- **WHAT IS ASKED**
Rewrite the data below as a JSON list of strings, one string per line, leaving out any blank lines.
### INFORMATION SUPPLIED ###
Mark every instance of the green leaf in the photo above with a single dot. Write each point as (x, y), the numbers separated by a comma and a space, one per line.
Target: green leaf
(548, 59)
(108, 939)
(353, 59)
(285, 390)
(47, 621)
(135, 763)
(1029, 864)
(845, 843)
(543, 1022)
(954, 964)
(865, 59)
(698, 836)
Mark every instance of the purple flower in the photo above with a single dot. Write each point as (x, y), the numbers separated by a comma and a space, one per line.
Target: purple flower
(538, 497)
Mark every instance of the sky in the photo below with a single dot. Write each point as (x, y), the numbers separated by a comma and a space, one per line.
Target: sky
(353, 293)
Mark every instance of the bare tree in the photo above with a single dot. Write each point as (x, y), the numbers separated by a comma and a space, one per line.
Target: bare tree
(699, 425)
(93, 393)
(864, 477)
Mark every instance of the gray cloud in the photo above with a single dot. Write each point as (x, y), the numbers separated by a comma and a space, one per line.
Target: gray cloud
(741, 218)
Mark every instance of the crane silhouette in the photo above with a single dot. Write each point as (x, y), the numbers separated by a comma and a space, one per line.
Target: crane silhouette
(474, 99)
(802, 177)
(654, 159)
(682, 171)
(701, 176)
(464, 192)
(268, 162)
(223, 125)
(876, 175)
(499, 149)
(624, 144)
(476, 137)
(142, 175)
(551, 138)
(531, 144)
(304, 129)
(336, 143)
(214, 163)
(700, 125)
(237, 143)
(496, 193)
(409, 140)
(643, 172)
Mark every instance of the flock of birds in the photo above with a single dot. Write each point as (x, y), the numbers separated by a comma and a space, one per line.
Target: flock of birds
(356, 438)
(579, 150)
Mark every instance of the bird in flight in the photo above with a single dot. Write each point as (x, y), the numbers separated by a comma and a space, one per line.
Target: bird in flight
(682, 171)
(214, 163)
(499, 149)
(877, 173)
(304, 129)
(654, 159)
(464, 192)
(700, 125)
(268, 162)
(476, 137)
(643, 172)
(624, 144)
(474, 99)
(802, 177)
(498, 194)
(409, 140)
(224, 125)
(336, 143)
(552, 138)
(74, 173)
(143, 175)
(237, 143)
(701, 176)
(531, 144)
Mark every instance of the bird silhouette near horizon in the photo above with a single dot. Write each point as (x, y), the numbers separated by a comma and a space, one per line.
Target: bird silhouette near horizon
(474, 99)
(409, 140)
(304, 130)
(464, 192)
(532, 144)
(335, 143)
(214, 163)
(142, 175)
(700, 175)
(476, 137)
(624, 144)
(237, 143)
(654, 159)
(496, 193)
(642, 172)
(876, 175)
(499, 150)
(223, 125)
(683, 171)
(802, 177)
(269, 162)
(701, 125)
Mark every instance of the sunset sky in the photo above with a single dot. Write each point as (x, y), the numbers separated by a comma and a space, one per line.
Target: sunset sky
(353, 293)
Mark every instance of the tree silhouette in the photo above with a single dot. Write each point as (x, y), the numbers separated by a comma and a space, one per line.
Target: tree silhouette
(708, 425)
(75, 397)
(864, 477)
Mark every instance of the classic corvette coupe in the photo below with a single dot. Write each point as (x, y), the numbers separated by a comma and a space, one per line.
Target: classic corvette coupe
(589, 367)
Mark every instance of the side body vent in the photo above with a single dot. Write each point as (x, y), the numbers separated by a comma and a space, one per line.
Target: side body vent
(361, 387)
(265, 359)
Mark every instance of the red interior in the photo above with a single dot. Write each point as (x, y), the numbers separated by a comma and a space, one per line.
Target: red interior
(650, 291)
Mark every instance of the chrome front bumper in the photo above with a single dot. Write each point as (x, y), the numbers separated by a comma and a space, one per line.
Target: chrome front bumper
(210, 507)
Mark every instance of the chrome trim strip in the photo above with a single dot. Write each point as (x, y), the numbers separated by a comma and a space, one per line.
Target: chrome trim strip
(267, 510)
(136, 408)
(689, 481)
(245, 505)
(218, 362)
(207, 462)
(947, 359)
###
- **FULL RESPONSE**
[
  "Mark every instance of the green leaf in the photo above with a single dot. Write each point as (x, y), the numbers separated by a comma and a space, one per line.",
  "Target: green leaf",
  "(548, 59)",
  "(108, 939)",
  "(353, 59)",
  "(285, 390)",
  "(47, 621)",
  "(135, 763)",
  "(1029, 864)",
  "(845, 843)",
  "(543, 1022)",
  "(954, 964)",
  "(865, 59)",
  "(698, 836)",
  "Mark every instance of the purple flower in the photo above with a single dot. Write each point as (x, y), the numbers separated by a comma and a space, one per line.",
  "Target: purple flower",
  "(538, 497)",
  "Mark every instance of the sky in the photo below with a single dot. Write each point as (x, y), the numbers separated by a comma and a space, one per line.",
  "Target: sky",
  "(353, 293)",
  "Mark every instance of the bare tree in the photo above with a single dot. Write each point as (x, y), the numbers separated by a comma and a space, one per line.",
  "Target: bare tree",
  "(699, 425)",
  "(93, 393)",
  "(864, 477)",
  "Mark every instance of the gray cloud in the photo above with a single dot. Write each point as (x, y), the numbers separated by a comma and a space, one per line.",
  "Target: gray cloud",
  "(741, 218)",
  "Mark every instance of the crane silhouette in the photo above with a single dot. Write each point as (x, y), the numbers separated by a comma and a space, one per line.",
  "Target: crane silhouette",
  "(474, 99)",
  "(802, 177)",
  "(654, 159)",
  "(682, 171)",
  "(701, 176)",
  "(464, 192)",
  "(268, 162)",
  "(223, 125)",
  "(876, 175)",
  "(499, 149)",
  "(624, 144)",
  "(476, 137)",
  "(142, 175)",
  "(551, 138)",
  "(531, 144)",
  "(304, 129)",
  "(336, 143)",
  "(214, 163)",
  "(700, 125)",
  "(237, 143)",
  "(496, 193)",
  "(409, 140)",
  "(643, 172)",
  "Mark every instance of the flock of birds in the photo above with a single dot. Write each point as (x, y), the numbers separated by a comma and a space, one per line.",
  "Target: flock of birds",
  "(356, 438)",
  "(579, 150)",
  "Mark every instance of the bird in flight in the photo above with a single dot. Write each point as (x, y), the numbers separated by a comma and a space, one per line.",
  "Target: bird in flight",
  "(682, 171)",
  "(214, 163)",
  "(499, 149)",
  "(877, 173)",
  "(304, 129)",
  "(654, 159)",
  "(464, 192)",
  "(700, 125)",
  "(268, 162)",
  "(476, 137)",
  "(643, 172)",
  "(624, 144)",
  "(474, 99)",
  "(802, 177)",
  "(498, 194)",
  "(409, 140)",
  "(224, 125)",
  "(336, 143)",
  "(552, 138)",
  "(74, 173)",
  "(143, 175)",
  "(237, 143)",
  "(701, 176)",
  "(531, 144)",
  "Mark every instance of the bird silhouette near horizon in the photo above with a single dot. Write each point as (x, y), the numbers separated by a comma and a space, one per line.",
  "Target: bird silhouette near horizon",
  "(474, 99)",
  "(409, 140)",
  "(304, 130)",
  "(464, 192)",
  "(532, 144)",
  "(335, 143)",
  "(214, 163)",
  "(142, 175)",
  "(700, 175)",
  "(476, 137)",
  "(624, 144)",
  "(237, 143)",
  "(654, 159)",
  "(496, 193)",
  "(642, 172)",
  "(876, 175)",
  "(499, 150)",
  "(223, 125)",
  "(683, 171)",
  "(802, 177)",
  "(269, 162)",
  "(701, 125)",
  "Mark every instance of the sunset sky in the photo above with a single dot. Write each point as (x, y), the numbers separated by a comma and a space, one per line.",
  "Target: sunset sky",
  "(353, 293)",
  "Mark every instance of the tree silhouette in the photo above with a single dot. Write each point as (x, y), the numbers separated by a comma and a space, one per line.",
  "Target: tree silhouette",
  "(708, 425)",
  "(75, 397)",
  "(864, 477)",
  "Mark every instance of the classic corvette coupe in the photo below with a single dot. Write each point as (x, y), the numbers separated by a comma and a space, one per line.",
  "Target: classic corvette coupe",
  "(589, 367)",
  "Mark every instance of the side body vent in the photo above with a single dot. Write each point as (x, y), the numbers separated by a comma and a space, one per line.",
  "Target: side body vent",
  "(361, 387)",
  "(265, 359)",
  "Mark every instance of the red interior in the photo above with a single dot. Write each point as (x, y), the numbers separated by a comma and a space, one per line.",
  "Target: red interior",
  "(650, 291)",
  "Mark every instance of the chrome front bumper in the photo above with a single dot. Write each point as (x, y), the numbers separated by a comma and a space, one per line.",
  "Target: chrome front bumper",
  "(210, 507)",
  "Mark every instance of the chrome trim strip in the photo above with a single dot. Write each point as (x, y), the numbers separated by a comma and a space, one per line.",
  "Target: chrome trim strip",
  "(267, 510)",
  "(136, 408)",
  "(689, 481)",
  "(245, 505)",
  "(218, 362)",
  "(207, 462)",
  "(947, 359)"
]